Tears, idle tears, I know not what they mean,

Tears from the depth of some divine despair

Rise in the heart, and gather to the eyes,

In looking on the happy Autumn-fields,

And thinking of the days that are no more.

  • From the Princess, by Lord Alfred Tennyson

As the lady who sat next to me on my flight back to America knows, I am a big crier. My eyes glisten at the climax of every romantic comedy — even the schmaltzy ones. I tear up with pride when a friend performs “I See Fire” or “Yesterday” at their acapella show. And I invariably sob on planes. As I look upon the world in my little pressurized cabin, thinking of the people I’ve left behind and the people I am about to meet, my eyes well up with gratitude at what can be a wonderful life. I’m sure sitting next to me on airplanes is rather disorienting. One moment, I am trudging through my copy of “First as Tragedy, Then As Farce” and the next, I am set off — by an extra bag of pretzels from a compassionate stewardess or those buried memories that I can only seem to excavate at high altitudes.

• PROBLEMS TO WORK ON:
- a) Name every title of a work (poem, song, or book) mentioned in the piece on crying.
- b) Answer these questions using the piece on crying:
(i) To whom are the opening lines of verse attributed?
(ii) Where does the writer say they invariably sob?
(iii) What is the stewardess's act of compassion that can set the writer off?
- c) Pick up the piece on crying after its final sentence and carry it on in the same voice.

• DATA LISTING:
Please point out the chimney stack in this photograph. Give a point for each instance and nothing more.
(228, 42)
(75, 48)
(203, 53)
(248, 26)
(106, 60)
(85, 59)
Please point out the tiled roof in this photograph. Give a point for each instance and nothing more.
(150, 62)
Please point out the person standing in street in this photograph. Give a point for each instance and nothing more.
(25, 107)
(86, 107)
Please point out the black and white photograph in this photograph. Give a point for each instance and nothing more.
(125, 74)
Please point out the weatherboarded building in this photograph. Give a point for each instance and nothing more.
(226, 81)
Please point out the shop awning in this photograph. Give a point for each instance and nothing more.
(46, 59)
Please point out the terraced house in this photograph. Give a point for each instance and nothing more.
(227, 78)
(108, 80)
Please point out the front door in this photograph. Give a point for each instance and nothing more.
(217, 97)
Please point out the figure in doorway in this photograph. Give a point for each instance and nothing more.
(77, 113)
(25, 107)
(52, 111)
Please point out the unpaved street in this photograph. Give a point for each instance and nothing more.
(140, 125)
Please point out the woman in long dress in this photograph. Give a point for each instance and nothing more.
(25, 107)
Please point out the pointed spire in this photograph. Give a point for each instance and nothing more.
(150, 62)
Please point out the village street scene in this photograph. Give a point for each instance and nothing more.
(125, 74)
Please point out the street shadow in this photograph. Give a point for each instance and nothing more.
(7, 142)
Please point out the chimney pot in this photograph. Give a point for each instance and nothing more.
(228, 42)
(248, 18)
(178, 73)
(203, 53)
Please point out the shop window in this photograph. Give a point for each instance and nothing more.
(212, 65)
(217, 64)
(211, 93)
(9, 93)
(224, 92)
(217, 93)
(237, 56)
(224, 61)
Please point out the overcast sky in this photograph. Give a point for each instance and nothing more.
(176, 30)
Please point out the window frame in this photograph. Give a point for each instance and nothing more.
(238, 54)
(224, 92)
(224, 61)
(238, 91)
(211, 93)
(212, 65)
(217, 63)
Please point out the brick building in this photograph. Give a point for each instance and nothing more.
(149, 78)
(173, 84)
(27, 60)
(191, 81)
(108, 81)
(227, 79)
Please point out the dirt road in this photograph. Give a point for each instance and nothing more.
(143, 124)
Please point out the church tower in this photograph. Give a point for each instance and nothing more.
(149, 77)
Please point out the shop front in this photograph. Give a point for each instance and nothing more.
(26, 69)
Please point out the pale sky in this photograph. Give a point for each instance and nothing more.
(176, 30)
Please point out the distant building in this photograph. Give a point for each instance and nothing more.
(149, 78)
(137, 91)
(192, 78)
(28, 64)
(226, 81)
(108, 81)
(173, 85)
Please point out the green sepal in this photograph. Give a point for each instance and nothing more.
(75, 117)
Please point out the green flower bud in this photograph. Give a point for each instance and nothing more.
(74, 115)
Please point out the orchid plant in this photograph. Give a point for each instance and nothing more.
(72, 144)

• EXPECTED RESULTS:
- a)
the Princess
"I See Fire"
"Yesterday"
"First as Tragedy, Then As Farce"

- b)
(i) Lord Alfred Tennyson
(ii) On planes
(iii) Giving the writer an extra bag of pretzels

- c)
However, in daily life, my mawkish tendencies are rarely so self-centered. In fact, I’m proud to announce that I’m a very empathetic crier. I cry when I read the news and when I rewatch the saddest episodes of “Grey’s Anatomy.” If my parents were ever to cry around me, I don’t think my lachrymal glands could take it. However, for someone who finds crying so facile, I rarely use it for its intended purpose — as a means to process my own emotions.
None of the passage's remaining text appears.